[Point-per-instance localization data]

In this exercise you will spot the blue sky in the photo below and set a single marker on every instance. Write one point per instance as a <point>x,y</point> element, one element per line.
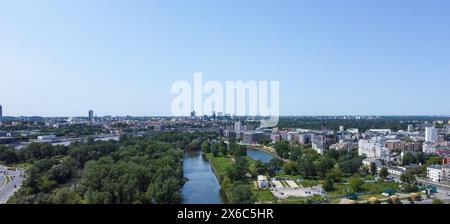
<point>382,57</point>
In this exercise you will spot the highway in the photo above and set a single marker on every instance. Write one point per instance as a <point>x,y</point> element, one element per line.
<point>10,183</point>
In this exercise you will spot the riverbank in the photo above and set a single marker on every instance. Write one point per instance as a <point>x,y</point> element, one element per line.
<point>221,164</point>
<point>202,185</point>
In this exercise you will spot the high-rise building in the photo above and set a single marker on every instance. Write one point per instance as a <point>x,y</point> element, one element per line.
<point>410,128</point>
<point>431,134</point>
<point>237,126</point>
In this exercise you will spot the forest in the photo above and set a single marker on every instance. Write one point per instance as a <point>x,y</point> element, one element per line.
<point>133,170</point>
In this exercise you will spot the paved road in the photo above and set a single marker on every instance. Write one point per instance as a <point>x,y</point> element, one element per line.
...
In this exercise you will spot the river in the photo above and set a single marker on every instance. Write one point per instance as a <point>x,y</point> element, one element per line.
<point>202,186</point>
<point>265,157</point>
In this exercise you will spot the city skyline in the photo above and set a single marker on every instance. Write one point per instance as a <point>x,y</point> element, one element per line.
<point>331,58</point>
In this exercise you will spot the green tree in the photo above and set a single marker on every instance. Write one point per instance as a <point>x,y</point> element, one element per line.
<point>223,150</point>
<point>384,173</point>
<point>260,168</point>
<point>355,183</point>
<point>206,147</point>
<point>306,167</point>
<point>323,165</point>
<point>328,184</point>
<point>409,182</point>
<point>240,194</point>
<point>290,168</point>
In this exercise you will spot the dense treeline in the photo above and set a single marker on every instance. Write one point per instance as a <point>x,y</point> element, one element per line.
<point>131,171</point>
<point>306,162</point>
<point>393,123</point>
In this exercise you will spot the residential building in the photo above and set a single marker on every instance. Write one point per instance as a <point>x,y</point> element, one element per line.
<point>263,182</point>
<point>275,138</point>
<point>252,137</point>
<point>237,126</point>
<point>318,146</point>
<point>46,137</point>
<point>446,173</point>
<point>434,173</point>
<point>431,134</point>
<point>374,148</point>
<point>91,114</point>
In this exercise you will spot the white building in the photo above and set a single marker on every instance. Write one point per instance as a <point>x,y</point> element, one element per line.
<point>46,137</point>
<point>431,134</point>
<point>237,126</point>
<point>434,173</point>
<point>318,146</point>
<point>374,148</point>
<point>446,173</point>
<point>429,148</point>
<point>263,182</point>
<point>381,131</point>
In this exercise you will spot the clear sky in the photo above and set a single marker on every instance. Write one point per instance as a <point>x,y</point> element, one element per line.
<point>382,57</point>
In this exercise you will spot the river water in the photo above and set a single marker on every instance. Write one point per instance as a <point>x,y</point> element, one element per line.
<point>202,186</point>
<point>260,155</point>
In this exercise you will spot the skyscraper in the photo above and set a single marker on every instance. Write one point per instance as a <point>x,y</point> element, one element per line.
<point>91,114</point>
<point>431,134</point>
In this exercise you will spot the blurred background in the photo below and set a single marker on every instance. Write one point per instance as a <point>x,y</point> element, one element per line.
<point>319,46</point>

▶ **PROBLEM TO WORK ON**: Retype exactly the lines above, from the one with "In this exercise you will spot the high-rise" through the one with "In this exercise you will spot the paved", inclusive.

▶ **YOUR SOLUTION**:
In this exercise you will spot the high-rise building in the photo above and set a single marker on every instance. Write one point per instance as a <point>x,y</point> element, one element per line.
<point>410,128</point>
<point>431,134</point>
<point>237,126</point>
In this exercise you will spot the forest in the photo above and set a single marker on every instance. Write one point per instance as a <point>x,y</point> element, one element per line.
<point>133,170</point>
In this exercise you will spot the paved road in the photo above and set a single marker on every instance. Write one point per instance as a <point>x,y</point> element, one element per line.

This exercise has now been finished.